Qué se pide
Transcribe sin cambios una parte del fragmento sobre El Juicio Final de Miguel Ángel: empieza en las palabras que contienen "Menuda polvareda se" y detente después de "mejor hacerse musulmán.".

Fragmento del documento
Menuda polvareda se levantó en Roma el 24 de diciembre de 1541. Cuando Miguel Ángel descubrió
El Juicio Final
, pintado en la pared del altar de la Capilla Sixtina, lo más suave que se oyó es «a este tipo se le ha ido la cabeza». Todos los protagonistas del Antiguo y el Nuevo Testamento estaban en pelotas y con todas sus cositas puestas. Gestos crispados, escenas caóticas, miedo, espanto… Si eso era lo que le esperaba a un cristiano, mejor hacerse musulmán.
El Juicio Final
era un festival de testículos, culos y posturas obscenas, y esto, en la Roma del siglo XVI, dejó a algún cardenal infartado. Dónde había quedado aquella armonía de las figuras que Miguel Ángel había pintado veinte años antes en la bóveda de la Capilla Sixtina. Pues se había quedado en el camino. Miguel Ángel era ya muy mayor, más pesimista, estaba de vuelta de todo, había tratado hasta con diez papas distintos y volcó todo su genio en aquel fresco convulso y caótico. Porque Miguel Ángel iba a su bola, y quien lo contratara ya sabía a lo que se exponía.

Material proporcionado
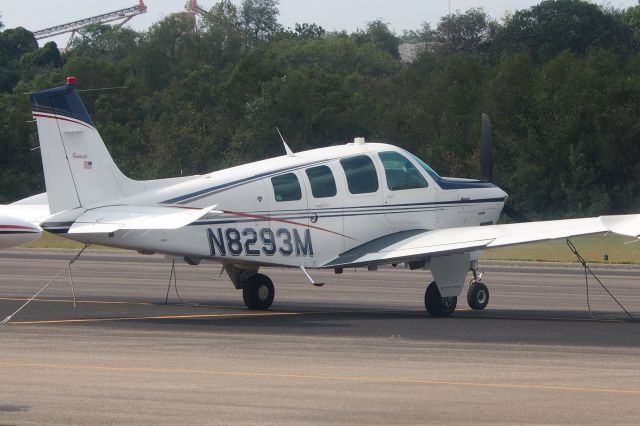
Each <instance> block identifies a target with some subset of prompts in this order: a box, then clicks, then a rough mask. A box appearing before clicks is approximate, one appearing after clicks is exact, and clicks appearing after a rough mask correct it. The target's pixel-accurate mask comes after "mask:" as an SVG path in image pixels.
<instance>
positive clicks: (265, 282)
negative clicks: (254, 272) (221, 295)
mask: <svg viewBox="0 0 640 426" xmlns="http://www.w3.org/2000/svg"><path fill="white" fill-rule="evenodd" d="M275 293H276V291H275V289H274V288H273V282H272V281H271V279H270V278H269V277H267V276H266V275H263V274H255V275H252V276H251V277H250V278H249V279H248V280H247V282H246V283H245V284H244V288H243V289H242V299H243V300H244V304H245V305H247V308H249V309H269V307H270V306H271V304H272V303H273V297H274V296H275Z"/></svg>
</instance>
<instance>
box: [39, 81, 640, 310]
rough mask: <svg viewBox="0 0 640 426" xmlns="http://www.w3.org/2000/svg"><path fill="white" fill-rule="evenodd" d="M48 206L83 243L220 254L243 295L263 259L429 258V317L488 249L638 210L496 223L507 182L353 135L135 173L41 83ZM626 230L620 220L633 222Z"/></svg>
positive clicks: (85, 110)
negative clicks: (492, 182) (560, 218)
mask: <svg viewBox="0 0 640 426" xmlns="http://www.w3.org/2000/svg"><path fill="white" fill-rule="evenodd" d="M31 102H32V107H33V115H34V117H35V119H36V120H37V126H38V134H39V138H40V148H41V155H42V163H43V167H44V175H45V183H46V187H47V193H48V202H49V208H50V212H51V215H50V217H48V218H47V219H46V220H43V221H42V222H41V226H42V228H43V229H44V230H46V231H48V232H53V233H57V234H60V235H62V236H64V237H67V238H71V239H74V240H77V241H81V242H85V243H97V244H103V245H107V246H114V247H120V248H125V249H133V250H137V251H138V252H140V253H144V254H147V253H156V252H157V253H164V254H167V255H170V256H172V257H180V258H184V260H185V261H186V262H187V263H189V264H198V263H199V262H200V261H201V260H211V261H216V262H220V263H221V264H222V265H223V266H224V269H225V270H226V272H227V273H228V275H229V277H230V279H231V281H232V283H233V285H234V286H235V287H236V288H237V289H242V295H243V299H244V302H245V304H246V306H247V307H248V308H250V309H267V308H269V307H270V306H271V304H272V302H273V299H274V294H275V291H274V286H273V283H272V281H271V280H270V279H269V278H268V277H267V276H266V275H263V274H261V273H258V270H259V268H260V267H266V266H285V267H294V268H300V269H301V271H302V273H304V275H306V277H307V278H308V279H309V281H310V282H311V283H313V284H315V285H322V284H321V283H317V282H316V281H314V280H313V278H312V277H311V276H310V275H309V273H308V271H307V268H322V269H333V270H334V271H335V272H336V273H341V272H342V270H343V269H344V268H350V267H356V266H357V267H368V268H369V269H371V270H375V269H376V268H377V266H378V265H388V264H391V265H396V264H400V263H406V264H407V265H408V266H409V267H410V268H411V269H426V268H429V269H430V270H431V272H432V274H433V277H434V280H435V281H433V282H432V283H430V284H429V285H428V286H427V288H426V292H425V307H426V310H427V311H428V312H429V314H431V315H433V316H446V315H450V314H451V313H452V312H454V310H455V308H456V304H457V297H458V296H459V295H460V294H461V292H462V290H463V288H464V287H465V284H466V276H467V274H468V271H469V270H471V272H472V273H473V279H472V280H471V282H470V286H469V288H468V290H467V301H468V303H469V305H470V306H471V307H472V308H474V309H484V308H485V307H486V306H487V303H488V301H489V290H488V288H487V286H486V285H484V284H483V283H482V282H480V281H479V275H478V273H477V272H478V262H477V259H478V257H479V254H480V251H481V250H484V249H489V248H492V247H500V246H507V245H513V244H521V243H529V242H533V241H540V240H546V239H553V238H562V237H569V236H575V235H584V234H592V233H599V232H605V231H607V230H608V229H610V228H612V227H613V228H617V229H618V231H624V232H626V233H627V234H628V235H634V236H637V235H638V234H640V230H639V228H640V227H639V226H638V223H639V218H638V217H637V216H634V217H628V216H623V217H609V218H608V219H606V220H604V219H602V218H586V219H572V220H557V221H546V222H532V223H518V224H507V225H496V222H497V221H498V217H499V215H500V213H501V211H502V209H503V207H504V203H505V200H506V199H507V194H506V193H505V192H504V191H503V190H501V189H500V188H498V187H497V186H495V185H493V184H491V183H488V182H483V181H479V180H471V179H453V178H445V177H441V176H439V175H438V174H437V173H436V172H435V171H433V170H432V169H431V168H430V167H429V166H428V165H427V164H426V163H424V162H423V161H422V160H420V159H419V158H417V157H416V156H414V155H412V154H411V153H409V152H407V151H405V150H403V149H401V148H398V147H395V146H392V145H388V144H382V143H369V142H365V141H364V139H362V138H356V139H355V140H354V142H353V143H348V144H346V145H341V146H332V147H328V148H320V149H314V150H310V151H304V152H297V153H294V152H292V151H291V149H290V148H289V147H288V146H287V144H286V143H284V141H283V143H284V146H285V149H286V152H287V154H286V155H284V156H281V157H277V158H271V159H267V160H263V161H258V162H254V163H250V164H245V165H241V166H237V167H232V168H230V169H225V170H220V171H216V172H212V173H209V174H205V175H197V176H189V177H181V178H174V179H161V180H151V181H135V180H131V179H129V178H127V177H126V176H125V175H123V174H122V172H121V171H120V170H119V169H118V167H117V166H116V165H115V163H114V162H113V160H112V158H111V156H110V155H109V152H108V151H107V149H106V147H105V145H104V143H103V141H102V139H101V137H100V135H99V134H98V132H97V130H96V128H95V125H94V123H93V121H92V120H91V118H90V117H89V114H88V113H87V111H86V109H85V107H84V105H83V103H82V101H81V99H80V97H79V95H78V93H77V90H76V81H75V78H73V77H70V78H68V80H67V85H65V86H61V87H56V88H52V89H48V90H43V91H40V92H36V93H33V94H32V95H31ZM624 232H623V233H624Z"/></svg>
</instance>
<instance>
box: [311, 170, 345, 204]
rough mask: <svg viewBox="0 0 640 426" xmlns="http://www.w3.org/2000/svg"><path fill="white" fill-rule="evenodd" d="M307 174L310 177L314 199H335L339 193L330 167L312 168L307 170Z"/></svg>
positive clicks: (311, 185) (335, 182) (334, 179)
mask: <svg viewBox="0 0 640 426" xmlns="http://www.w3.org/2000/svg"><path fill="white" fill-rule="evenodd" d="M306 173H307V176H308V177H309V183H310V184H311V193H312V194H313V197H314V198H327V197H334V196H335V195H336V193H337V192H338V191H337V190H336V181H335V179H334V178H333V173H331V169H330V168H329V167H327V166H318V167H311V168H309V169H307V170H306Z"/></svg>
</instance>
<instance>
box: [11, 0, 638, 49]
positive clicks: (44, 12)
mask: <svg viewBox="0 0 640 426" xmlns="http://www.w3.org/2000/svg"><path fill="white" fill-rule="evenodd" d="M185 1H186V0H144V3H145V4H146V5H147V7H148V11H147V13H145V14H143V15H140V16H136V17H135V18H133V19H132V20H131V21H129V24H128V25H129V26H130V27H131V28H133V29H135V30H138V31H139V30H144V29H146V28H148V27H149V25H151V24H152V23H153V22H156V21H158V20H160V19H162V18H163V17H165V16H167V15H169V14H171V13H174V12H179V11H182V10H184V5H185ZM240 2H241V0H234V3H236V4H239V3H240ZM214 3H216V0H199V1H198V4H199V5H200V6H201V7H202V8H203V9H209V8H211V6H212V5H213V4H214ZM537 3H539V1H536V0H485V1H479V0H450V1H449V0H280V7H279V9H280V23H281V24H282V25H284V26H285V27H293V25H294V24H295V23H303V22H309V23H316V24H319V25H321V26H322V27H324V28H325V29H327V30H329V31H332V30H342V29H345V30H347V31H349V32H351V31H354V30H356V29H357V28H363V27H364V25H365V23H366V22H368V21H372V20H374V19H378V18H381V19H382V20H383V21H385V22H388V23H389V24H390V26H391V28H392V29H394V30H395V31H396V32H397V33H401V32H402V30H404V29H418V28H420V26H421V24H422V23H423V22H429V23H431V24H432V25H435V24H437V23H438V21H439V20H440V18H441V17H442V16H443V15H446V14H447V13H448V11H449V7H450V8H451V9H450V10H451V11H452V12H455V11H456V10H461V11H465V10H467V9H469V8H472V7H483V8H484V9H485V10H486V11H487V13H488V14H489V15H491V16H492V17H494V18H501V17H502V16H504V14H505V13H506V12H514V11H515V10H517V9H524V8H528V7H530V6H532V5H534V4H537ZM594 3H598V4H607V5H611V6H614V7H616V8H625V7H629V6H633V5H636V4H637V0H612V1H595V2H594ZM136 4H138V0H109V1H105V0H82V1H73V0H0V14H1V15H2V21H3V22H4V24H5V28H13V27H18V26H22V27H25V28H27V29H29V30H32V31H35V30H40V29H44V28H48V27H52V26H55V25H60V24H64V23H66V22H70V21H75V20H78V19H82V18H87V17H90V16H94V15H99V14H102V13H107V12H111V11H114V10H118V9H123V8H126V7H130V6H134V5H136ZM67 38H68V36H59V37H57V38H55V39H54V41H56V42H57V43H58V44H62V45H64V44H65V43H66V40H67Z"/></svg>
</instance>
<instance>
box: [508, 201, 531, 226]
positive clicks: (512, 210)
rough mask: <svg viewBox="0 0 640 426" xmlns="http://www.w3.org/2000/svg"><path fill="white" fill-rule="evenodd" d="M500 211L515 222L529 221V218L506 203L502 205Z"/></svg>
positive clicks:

Resultado de tarea
Menuda polvareda se levantó en Roma el 24 de diciembre de 1541. Cuando Miguel Ángel descubrió
El Juicio Final
, pintado en la pared del altar de la Capilla Sixtina, lo más suave que se oyó es «a este tipo se le ha ido la cabeza». Todos los protagonistas del Antiguo y el Nuevo Testamento estaban en pelotas y con todas sus cositas puestas. Gestos crispados, escenas caóticas, miedo, espanto… Si eso era lo que le esperaba a un cristiano, mejor hacerse musulmán.